Trecho da página:
—————
Depois de ata do Copom, mercado já vê fim de novas reduções dos juros

O Estado de S. Paulo

 

Divulgada ontem, a ata da última reunião do Comitê de Política Monetária (Copom) – que terminou com a redução da Selic em 0,25 ponto porcentual, de 10,75% para 10,5% ao ano – reforçou a preocupação do Banco Central com a trajetória da inflação e, na avaliação de analistas, deixou a porta aberta para um cenário que não estava no radar de ninguém até agora: o fim imediato do ciclo de cortes da taxa básica de juros – que fecharia o ano ainda em dois dígitos.

 

A ata trouxe duas mensagens. A primeira, de que o racha entre os quatro diretores indicados pelo presidente Luiz Inácio Lula da Silva para o BC – e que defenderam um corte maior para a Selic, de 0,5% – e os outros cinco integrantes do Copom tinha a ver com a forma de comunicação do BC, e não com uma possível leniência com a inflação – principal temor do mercado desde a semana passada.

 

A outra mensagem diz respeito aos próximos passos da política monetária. Apesar da divisão na hora de arbitrar um índice de corte para a Selic, todos os nove diretores entenderam que, em função das projeções para a inflação, é preciso uma política “mais contracionista, mais cautelosa e sem indicações sobre os próximos passos”. Segundo a ata, essa é a posição “mais apropriada diante do cenário global incerto e do cenário doméstico marcado por resiliência na atividade e expectativas desancoradas”.

 

Além disso, diz que é preciso “ancorar” as expectativas, ou seja, levar as projeções de mercado para a meta de 3% nos próximos anos. “Todos corroboraram o entendimento de que a extensão e a adequação de ajustes futuros na taxa de juros serão ditadas pelo firme compromisso de convergência da inflação à meta.”
—————
Dados extraídos:
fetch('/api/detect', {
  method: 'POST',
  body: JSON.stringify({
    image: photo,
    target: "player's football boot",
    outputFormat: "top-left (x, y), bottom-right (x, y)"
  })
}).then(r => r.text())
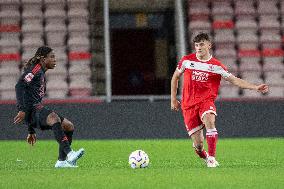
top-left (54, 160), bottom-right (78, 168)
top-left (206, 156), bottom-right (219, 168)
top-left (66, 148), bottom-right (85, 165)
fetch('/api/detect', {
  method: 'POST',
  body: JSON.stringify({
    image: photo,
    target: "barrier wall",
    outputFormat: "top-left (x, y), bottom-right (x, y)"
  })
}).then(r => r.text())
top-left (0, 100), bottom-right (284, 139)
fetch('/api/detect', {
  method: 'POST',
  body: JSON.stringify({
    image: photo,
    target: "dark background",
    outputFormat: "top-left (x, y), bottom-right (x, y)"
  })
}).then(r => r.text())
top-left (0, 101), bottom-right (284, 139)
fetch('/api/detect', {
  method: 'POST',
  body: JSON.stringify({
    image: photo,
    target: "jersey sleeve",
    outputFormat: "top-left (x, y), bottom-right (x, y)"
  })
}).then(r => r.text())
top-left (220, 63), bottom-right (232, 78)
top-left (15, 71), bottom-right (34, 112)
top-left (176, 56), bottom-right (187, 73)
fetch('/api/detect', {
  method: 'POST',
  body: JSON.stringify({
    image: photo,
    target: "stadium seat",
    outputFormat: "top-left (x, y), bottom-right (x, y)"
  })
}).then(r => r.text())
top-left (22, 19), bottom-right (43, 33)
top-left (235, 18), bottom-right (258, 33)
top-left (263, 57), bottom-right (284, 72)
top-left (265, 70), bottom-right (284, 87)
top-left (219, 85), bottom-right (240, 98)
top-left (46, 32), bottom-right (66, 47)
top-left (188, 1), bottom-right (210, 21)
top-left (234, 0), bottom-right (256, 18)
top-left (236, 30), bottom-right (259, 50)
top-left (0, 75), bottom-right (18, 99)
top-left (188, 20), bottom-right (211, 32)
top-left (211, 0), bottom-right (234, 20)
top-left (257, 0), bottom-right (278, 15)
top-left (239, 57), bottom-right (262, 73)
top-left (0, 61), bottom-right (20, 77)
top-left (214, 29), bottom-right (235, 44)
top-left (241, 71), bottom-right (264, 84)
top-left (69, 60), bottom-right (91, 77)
—————
Objetivo: Segundo a reportagem sobre a ata do Copom, de quanto para quanto a Selic foi reduzida na última reunião do comitê? Os dados não têm nenhum papel nesta tarefa.

Resultado da tarefa: De 10,75% para 10,5% ao ano.